Source data
· · · · ·

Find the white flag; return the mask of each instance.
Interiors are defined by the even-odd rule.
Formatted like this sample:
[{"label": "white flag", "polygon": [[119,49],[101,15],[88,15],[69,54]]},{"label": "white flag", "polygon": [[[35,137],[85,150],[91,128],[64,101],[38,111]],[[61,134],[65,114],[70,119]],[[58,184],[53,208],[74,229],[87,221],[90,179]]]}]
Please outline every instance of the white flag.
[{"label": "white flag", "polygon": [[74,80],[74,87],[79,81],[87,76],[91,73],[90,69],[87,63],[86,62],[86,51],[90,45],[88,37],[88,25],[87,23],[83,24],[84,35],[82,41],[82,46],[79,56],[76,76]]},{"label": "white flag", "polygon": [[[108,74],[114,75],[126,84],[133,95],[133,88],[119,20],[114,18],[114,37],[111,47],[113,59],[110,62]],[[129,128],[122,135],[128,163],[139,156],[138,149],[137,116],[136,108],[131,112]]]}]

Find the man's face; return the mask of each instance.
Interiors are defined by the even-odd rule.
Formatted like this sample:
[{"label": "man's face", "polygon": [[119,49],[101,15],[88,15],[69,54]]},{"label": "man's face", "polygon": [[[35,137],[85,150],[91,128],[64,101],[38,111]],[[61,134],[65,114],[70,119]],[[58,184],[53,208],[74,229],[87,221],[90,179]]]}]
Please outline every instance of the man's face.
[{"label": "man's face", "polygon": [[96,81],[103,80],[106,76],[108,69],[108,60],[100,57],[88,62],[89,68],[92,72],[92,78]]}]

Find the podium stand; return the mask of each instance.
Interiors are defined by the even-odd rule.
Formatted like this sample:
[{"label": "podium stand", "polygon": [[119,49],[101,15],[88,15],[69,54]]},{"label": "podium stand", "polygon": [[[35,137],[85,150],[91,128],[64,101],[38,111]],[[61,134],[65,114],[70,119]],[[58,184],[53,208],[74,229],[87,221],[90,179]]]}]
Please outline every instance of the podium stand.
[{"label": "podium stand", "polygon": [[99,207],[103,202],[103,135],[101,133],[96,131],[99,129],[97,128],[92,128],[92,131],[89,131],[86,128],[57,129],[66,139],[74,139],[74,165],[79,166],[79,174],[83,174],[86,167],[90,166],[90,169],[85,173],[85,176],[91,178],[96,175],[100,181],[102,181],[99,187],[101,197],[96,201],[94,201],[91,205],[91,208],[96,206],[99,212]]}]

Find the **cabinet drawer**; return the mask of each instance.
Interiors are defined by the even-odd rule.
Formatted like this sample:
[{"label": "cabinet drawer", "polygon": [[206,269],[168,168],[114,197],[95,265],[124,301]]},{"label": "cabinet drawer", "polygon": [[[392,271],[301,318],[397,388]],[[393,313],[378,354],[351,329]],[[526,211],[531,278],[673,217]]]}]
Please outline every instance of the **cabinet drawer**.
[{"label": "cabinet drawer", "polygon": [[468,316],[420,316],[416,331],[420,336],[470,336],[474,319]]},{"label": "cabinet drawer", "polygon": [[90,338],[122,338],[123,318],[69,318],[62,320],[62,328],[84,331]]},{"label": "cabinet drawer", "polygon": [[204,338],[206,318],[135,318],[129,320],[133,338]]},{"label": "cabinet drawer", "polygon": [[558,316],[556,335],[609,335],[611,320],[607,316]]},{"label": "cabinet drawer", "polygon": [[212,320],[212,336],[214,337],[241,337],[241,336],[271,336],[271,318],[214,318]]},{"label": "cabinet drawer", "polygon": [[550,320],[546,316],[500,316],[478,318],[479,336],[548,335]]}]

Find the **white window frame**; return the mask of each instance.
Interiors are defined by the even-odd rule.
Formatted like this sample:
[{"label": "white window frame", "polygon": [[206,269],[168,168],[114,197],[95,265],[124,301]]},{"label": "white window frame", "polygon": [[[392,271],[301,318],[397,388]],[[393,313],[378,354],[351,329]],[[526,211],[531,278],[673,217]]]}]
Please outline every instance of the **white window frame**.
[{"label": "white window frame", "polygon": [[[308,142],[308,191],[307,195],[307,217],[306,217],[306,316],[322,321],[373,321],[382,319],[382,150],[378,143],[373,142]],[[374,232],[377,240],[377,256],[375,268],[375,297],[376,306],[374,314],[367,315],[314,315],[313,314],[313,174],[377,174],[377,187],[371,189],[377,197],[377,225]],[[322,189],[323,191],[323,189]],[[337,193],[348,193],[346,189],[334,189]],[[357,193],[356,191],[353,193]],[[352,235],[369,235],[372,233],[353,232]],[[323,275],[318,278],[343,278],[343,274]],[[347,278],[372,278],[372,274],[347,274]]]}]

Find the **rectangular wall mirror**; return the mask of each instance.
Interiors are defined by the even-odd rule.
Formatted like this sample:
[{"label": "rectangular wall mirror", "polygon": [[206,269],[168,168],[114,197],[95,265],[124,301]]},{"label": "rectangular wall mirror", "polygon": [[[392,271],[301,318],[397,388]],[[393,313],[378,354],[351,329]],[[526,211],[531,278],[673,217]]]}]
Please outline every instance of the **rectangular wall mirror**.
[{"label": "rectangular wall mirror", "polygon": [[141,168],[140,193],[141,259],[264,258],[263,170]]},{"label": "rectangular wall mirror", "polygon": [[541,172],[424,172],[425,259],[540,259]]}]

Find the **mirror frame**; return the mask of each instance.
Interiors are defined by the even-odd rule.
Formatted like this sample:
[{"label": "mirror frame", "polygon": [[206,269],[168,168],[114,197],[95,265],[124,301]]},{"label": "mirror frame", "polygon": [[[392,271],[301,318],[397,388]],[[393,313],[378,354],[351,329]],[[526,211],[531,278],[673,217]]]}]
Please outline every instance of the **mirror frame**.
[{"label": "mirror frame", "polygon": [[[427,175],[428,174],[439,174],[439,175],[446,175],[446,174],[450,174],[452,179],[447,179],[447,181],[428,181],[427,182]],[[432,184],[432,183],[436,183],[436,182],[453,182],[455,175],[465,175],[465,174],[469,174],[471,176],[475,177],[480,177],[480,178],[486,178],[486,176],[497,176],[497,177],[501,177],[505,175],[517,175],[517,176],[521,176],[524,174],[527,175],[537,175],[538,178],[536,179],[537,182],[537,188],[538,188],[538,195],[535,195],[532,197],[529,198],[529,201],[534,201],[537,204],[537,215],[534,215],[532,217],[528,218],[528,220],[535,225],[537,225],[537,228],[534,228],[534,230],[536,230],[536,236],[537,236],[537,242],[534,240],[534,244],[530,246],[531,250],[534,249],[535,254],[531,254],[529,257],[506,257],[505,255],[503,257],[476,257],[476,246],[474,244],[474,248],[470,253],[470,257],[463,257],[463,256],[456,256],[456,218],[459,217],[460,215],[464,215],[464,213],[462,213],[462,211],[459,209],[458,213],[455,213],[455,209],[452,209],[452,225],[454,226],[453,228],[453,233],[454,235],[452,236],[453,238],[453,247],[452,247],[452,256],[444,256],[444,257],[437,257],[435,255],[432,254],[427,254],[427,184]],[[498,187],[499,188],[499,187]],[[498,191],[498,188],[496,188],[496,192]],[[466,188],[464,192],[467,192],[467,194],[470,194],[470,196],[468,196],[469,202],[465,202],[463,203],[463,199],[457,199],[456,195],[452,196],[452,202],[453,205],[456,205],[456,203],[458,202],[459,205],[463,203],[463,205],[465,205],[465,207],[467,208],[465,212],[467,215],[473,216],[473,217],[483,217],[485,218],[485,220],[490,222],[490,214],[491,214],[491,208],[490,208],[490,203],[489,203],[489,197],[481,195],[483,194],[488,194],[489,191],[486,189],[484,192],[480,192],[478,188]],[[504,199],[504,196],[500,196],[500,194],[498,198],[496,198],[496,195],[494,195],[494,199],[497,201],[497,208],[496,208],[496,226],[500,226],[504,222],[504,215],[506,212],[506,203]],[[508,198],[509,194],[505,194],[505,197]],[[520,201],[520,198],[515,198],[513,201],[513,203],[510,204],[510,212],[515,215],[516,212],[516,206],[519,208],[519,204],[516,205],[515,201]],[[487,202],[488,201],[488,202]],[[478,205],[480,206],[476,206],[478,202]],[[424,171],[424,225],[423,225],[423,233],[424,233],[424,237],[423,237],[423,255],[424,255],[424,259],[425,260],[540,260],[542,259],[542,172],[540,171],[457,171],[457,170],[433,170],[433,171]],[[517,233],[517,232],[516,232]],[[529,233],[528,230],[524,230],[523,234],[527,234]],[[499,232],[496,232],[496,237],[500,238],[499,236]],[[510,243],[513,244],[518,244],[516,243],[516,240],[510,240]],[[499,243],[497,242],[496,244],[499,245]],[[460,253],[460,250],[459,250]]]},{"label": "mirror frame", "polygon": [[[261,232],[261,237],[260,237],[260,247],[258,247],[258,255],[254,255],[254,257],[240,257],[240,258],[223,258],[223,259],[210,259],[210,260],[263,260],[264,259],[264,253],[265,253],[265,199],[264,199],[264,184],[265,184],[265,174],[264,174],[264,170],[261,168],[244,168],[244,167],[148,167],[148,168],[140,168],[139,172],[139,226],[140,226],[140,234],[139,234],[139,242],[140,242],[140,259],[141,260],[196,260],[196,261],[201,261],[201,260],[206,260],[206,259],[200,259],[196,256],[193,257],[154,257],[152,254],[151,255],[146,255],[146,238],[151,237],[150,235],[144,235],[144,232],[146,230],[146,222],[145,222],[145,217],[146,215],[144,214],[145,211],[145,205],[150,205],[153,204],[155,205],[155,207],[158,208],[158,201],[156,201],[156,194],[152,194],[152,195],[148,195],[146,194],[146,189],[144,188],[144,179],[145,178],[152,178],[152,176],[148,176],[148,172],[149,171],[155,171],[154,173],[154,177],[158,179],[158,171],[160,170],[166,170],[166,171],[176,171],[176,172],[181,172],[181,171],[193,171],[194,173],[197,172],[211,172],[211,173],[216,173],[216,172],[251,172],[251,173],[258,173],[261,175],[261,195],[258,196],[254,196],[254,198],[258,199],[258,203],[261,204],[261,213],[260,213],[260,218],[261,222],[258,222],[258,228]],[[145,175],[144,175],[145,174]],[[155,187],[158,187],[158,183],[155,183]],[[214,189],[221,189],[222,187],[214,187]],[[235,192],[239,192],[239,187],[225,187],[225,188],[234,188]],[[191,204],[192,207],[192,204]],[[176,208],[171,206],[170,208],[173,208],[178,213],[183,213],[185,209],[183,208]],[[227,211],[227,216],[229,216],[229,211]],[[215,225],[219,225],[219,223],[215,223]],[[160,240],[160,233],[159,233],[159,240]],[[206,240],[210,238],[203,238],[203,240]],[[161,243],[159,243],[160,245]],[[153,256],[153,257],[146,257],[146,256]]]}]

· · · · ·

Please write out the entries from the start up to and including the line with "Please outline every instance of the white", changing "white flag" to "red flag" and leaving all else as it is.

> **FULL ANSWER**:
Find the red flag; return the mask of each instance.
Interiors are defined by the even-odd rule.
Formatted like this sample:
[{"label": "red flag", "polygon": [[119,49],[101,15],[88,15],[69,54]]},{"label": "red flag", "polygon": [[[35,137],[85,150],[91,128],[64,101],[38,111]],[[61,134],[65,114],[70,119]],[[58,184],[53,208],[74,229],[87,221],[90,179]]]}]
Please outline every instance of the red flag.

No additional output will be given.